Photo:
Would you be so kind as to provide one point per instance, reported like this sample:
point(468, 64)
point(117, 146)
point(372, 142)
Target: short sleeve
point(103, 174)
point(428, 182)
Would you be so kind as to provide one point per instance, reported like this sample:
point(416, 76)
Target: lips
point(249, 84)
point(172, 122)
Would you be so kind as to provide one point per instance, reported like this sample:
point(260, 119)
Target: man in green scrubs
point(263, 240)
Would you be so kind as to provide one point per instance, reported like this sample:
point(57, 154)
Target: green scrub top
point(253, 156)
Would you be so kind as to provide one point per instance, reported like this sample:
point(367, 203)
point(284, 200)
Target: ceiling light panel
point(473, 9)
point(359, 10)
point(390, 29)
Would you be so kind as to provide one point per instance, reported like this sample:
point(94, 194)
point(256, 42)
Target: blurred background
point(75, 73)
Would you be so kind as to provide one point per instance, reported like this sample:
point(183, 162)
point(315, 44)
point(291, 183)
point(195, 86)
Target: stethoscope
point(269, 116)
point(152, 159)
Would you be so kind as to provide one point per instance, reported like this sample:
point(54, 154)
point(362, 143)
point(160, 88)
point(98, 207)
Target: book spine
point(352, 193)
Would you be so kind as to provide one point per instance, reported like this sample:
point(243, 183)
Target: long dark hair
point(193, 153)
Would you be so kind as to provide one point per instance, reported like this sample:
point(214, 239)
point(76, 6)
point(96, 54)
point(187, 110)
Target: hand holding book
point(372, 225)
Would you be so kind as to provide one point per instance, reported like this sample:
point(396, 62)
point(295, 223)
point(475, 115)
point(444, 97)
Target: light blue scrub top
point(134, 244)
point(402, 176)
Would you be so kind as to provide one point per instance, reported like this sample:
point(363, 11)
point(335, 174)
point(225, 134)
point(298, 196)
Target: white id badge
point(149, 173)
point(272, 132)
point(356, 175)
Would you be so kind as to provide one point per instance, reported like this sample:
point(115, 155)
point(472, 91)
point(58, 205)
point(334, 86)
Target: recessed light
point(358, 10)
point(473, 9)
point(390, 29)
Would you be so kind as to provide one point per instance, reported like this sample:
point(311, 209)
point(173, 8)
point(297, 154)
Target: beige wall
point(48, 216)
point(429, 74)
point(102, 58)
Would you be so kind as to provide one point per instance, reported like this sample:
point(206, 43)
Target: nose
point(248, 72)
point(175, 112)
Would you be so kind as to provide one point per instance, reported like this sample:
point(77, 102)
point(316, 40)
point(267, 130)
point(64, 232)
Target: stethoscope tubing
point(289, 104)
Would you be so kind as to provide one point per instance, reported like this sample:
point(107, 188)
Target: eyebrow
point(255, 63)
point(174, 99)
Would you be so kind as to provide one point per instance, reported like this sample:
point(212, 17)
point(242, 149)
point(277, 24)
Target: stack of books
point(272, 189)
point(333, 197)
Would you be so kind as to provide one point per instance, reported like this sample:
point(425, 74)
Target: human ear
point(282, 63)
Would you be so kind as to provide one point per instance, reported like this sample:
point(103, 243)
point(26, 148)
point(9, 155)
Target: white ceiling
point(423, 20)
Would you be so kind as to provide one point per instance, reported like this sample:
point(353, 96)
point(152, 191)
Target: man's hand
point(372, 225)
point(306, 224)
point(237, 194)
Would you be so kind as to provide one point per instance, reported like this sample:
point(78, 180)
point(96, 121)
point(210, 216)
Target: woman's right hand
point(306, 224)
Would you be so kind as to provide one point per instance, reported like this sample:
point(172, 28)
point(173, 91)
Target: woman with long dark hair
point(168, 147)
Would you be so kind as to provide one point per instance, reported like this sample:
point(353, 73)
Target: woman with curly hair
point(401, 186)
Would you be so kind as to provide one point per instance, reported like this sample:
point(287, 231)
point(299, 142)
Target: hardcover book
○ ○ ○ ○ ○
▶ Directive
Present the data above as a numbered list with one line per entry, leaving out any blank lines.

▶ The reply
1. Photo:
2. Would you be so kind as to provide one point per instance, reported like this sample:
3. point(468, 64)
4. point(117, 146)
5. point(372, 142)
6. Target: short sleeve
7. point(103, 174)
8. point(428, 182)
9. Would you be so kind as to provide one point per instance, reported like this sample:
10. point(416, 76)
11. Target: lips
12. point(249, 84)
13. point(172, 122)
14. Would you be so kind as to provide one point per instance, reported like this sample:
15. point(260, 119)
16. Target: man in green scrubs
17. point(263, 240)
18. Would you be so kind as to provide one point per instance, reported like this sample:
19. point(57, 154)
20. Target: green scrub top
21. point(253, 156)
22. Would you be so kind as to provide one point per instance, reported like this sample:
23. point(367, 203)
24. point(284, 200)
25. Target: ceiling light panel
26. point(473, 9)
27. point(359, 10)
28. point(390, 29)
29. Would you be so kind as to provide one point per instance, reported like this sample:
30. point(94, 194)
31. point(256, 42)
32. Target: blurred background
33. point(75, 73)
34. Would you be so kind as to provide one point per instance, reported like this sample:
35. point(183, 162)
36. point(315, 44)
37. point(291, 183)
38. point(195, 86)
39. Target: stethoscope
40. point(269, 116)
41. point(152, 159)
42. Would you be so kind as to provide one point per instance, reported like this sample:
43. point(54, 154)
44. point(362, 143)
45. point(160, 88)
46. point(98, 207)
47. Target: book spine
48. point(352, 193)
49. Would you be so kind as to provide one point per instance, reported like this sample:
50. point(243, 183)
51. Target: long dark hair
52. point(193, 153)
53. Would you be so kind as to provide one point per instance, reported like this sample:
54. point(214, 239)
55. point(76, 6)
56. point(96, 54)
57. point(187, 110)
58. Target: hand holding book
59. point(372, 225)
60. Would you be so kind as to provide one point per instance, reported like this sample:
61. point(396, 62)
62. point(295, 223)
63. point(475, 115)
64. point(444, 97)
65. Target: light blue scrub top
66. point(134, 244)
67. point(402, 176)
68. Would you be so kind as to provide one point per instance, reported like this sample:
69. point(363, 11)
70. point(335, 174)
71. point(225, 134)
72. point(298, 196)
73. Target: white id badge
74. point(149, 173)
75. point(272, 132)
76. point(356, 175)
77. Would you be so kind as to provide one point per instance, reported like this sample:
78. point(115, 155)
79. point(472, 91)
80. point(58, 205)
81. point(334, 86)
82. Target: recessed light
83. point(358, 10)
84. point(473, 9)
85. point(390, 29)
86. Would you be so kind as to provide one point per instance, reported like this sample:
87. point(311, 209)
88. point(173, 8)
89. point(297, 154)
90. Target: beige wall
91. point(48, 216)
92. point(429, 74)
93. point(102, 58)
94. Would you be so kind as to provide one point per instance, reported like this sample:
95. point(206, 43)
96. Target: nose
97. point(248, 72)
98. point(175, 112)
99. Would you be so kind as to provide one point per instance, reported like this sample:
100. point(77, 102)
101. point(316, 40)
102. point(267, 130)
103. point(64, 232)
104. Target: stethoscope tubing
105. point(289, 104)
106. Would you be so kind as to provide one point per instance, reported like this sample:
107. point(107, 188)
108. Target: eyebrow
109. point(255, 63)
110. point(174, 99)
111. Would you be so kind as to provide one point per instance, reported like this sample:
112. point(212, 17)
113. point(242, 149)
114. point(277, 24)
115. Target: stack of books
116. point(272, 189)
117. point(333, 197)
118. Would you be so kind as to provide one point per instance, reported like this sample:
119. point(425, 74)
120. Target: human ear
121. point(282, 63)
122. Would you be so kind as to provide one point per instance, reported like this sample:
123. point(103, 243)
124. point(26, 148)
125. point(9, 155)
126. Target: white ceiling
127. point(423, 20)
128. Would you be so kind as to provide one point per instance, reported like this sample:
129. point(353, 96)
130. point(152, 191)
131. Target: man's hand
132. point(372, 225)
133. point(306, 224)
134. point(237, 194)
135. Would you be so kind as to provide one point per instance, reported like this sample:
136. point(78, 180)
137. point(96, 121)
138. point(210, 216)
139. Target: woman's right hand
140. point(306, 224)
141. Would you be so kind as to provide one point per instance, reported like this sample:
142. point(172, 28)
143. point(173, 91)
144. Target: woman with long dark hair
145. point(168, 147)
146. Would you be so kind as to provide one point per instance, reported like this sample:
147. point(353, 73)
148. Target: woman with curly hair
149. point(401, 186)
150. Would you be so kind as to provide one point per instance, reported like this sample:
151. point(287, 231)
152. point(299, 142)
153. Target: hardcover book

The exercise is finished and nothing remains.